_Фрагмент документа_.

>>>>>

Измайлов А.
Русью пахнет
Источник: Биржевые ведомости. 1915. 9 янв. № 14600. С. 2.
(В разделе «Темы и парадоксы») |
I.
В «Разорении» Глеба Успенского пьяненький разночинец, долго слушавший докучный рассказ своего гостя чиновника, спрашивает его:
‒ Свои слова имеете?
‒ Какие же у меня свои?
‒ Не имеете? Не имеете… слов? О Боге можете?
‒ Мне кажется, довольно, что мы Его должны бояться.
‒ Боитесь? По какому случаю опасаетесь?
‒ Я обязан, как всякий христианин…
‒ Боюсь, боюсь! ‒ бормочет разночинец, ‒ а чем Он вас напугал? Чем Он тебя напугал? Ах, мошенники, ах канальи!.. Д-дела у него! О Боге не время ему! Стой, где ты там, железный нос! Поди сюда, я тебе объясню.
«Свои слова имеете?» ‒ стало формулою, с какою хочется обратиться к великому множеству современных рассказчиков и на которую, увы! ‒ приходится слышать «нет». Перетираются старые, иногда большие слова, но свое маленькое слышится так редко! Техника беллетристики утончается до мастерства заграничного производства. Но все меньше и меньше оригинальных физиономий. И хочется признать полную справедливость грубого, но резонного пожелания, высказанного когда-то не то в «Искре», не то в «Гудке» ‒ писателю не обязательно иметь свои физиономию, пусть он имеет хоть собственное рыло. Некрасивое, но характерное лицо стоит красивого.

<<<<<

_Данные_.
>>>>>

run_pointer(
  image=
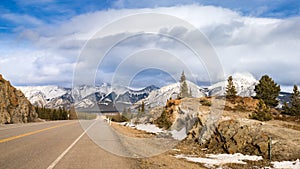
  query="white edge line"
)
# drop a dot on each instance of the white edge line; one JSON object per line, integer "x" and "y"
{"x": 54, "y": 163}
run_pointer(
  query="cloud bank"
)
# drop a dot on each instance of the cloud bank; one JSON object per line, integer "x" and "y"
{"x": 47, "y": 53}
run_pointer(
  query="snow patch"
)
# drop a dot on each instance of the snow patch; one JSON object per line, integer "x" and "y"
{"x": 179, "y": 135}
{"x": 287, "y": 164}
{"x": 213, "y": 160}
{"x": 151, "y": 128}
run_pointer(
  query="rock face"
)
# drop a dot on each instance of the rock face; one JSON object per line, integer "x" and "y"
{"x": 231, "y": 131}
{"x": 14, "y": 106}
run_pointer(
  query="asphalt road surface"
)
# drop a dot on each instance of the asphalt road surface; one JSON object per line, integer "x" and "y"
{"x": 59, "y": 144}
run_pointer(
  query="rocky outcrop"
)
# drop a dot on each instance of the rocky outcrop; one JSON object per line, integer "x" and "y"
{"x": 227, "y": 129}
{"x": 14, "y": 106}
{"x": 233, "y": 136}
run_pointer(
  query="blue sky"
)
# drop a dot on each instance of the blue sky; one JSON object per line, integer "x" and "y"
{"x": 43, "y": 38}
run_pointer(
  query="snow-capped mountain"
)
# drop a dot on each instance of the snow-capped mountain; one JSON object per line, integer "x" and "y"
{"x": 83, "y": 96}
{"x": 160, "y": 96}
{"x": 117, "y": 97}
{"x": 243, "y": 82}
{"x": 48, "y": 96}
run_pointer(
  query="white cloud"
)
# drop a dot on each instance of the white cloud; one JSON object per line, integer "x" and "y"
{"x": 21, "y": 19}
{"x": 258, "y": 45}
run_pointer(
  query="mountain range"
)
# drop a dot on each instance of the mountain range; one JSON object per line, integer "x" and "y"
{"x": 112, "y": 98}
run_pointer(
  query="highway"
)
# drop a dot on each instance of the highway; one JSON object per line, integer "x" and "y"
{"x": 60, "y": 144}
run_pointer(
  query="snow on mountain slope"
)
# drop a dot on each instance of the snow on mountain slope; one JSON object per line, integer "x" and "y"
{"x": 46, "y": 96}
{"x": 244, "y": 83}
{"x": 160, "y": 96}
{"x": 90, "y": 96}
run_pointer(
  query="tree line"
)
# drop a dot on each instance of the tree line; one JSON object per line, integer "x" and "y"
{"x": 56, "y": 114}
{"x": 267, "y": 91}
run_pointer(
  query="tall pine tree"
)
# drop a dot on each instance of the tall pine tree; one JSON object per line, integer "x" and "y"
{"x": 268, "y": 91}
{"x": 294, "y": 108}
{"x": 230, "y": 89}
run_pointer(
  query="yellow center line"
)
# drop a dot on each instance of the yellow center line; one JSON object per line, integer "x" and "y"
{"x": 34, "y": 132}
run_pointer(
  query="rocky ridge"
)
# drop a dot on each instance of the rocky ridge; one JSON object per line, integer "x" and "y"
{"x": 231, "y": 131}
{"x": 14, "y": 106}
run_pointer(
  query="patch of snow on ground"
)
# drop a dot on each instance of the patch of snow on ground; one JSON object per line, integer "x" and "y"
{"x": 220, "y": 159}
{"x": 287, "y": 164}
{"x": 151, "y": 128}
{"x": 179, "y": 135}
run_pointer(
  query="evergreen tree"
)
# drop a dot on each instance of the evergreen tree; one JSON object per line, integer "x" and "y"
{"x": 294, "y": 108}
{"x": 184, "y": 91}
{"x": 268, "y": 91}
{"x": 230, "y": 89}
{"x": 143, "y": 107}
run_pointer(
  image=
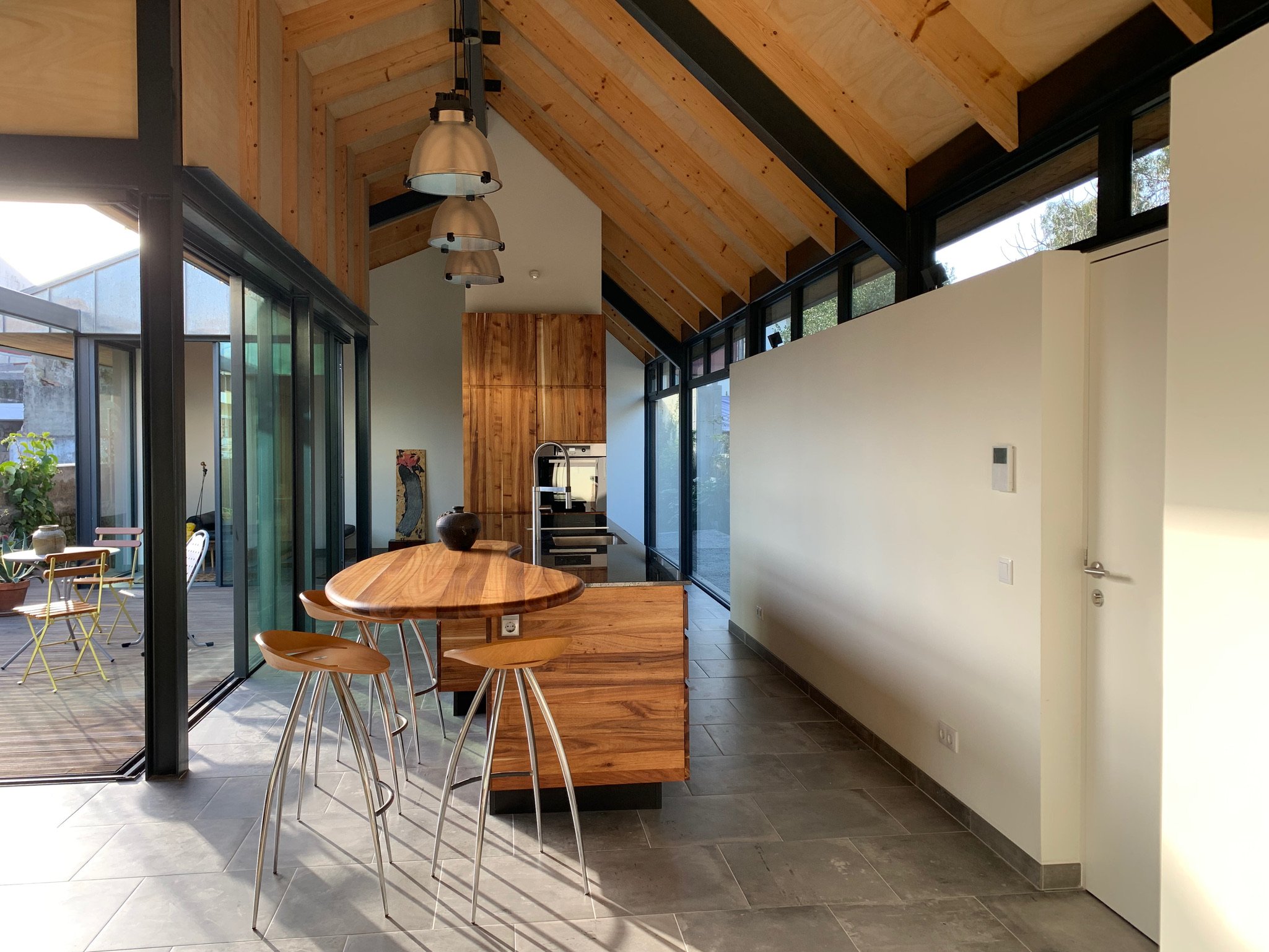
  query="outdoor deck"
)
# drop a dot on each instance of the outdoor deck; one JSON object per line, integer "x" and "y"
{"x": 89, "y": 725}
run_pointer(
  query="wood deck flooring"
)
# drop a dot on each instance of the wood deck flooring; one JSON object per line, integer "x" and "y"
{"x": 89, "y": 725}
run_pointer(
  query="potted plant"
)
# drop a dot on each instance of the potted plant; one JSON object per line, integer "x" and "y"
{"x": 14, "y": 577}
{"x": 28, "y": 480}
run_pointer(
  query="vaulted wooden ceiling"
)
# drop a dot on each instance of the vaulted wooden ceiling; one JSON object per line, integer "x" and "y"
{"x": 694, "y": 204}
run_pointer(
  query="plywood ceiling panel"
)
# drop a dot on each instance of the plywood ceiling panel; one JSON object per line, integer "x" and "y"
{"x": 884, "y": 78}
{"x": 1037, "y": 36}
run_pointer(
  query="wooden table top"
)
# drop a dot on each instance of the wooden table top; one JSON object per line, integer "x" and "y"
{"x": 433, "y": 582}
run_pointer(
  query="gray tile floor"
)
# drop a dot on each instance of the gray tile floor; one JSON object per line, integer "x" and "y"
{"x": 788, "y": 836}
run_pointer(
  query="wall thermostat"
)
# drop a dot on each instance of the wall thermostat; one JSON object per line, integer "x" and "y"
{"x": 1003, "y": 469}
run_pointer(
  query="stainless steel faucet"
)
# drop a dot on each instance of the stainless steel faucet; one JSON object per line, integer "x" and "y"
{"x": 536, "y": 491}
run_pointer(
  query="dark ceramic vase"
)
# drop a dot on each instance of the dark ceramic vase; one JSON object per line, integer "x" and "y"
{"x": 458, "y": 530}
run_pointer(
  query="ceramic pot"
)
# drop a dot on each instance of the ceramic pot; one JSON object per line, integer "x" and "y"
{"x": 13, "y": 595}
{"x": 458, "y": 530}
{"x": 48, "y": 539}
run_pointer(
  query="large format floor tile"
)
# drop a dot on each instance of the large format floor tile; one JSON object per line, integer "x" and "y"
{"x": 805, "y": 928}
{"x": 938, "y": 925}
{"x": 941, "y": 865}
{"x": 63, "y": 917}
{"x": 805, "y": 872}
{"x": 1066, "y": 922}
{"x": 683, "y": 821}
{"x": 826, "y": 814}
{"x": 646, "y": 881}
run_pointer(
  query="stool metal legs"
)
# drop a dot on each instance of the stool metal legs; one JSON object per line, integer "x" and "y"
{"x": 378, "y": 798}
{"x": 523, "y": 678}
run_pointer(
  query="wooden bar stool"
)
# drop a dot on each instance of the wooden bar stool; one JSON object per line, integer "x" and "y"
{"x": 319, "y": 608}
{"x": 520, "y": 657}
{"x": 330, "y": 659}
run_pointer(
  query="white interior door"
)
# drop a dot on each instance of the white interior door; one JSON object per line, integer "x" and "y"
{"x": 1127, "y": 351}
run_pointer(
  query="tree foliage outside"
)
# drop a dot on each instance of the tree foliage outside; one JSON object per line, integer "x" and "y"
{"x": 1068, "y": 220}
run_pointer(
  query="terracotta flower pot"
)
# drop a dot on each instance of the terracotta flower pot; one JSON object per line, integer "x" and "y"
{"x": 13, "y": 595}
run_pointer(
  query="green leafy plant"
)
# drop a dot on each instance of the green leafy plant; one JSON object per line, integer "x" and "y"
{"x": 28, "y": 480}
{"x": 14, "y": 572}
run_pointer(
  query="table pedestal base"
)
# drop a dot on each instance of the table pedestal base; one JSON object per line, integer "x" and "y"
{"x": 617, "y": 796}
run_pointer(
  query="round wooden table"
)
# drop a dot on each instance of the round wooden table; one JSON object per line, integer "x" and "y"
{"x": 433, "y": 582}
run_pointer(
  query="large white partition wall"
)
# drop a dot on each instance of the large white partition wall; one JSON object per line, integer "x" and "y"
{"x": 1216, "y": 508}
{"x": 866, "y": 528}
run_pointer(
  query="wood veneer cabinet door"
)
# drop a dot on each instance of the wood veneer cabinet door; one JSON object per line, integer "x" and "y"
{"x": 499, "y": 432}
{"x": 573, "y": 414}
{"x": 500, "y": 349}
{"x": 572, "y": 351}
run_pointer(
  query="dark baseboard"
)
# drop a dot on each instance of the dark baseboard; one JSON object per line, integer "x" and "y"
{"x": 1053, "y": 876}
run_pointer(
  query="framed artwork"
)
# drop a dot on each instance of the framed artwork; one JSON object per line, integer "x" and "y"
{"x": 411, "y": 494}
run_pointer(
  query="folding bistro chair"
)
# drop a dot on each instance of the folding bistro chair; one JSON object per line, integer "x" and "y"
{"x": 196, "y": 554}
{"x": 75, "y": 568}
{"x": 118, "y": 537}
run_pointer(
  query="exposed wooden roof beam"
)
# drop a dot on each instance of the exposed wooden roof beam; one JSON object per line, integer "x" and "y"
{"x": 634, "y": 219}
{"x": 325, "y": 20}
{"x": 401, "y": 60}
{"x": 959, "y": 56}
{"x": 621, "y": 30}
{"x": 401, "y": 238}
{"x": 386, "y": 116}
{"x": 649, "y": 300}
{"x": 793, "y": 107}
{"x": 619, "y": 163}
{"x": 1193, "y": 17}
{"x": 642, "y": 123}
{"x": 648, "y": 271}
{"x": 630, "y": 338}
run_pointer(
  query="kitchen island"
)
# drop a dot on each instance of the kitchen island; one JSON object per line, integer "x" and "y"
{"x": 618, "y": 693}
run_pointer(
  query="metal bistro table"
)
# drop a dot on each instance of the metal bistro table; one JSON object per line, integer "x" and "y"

<<<<<

_Задание_.
Кем был гость разночинца в сцене из «Разорения» Глеба Успенского, которую приводит фрагмент «Русью пахнет»?

_Выполненное задание_.
Гость разночинца был чиновником.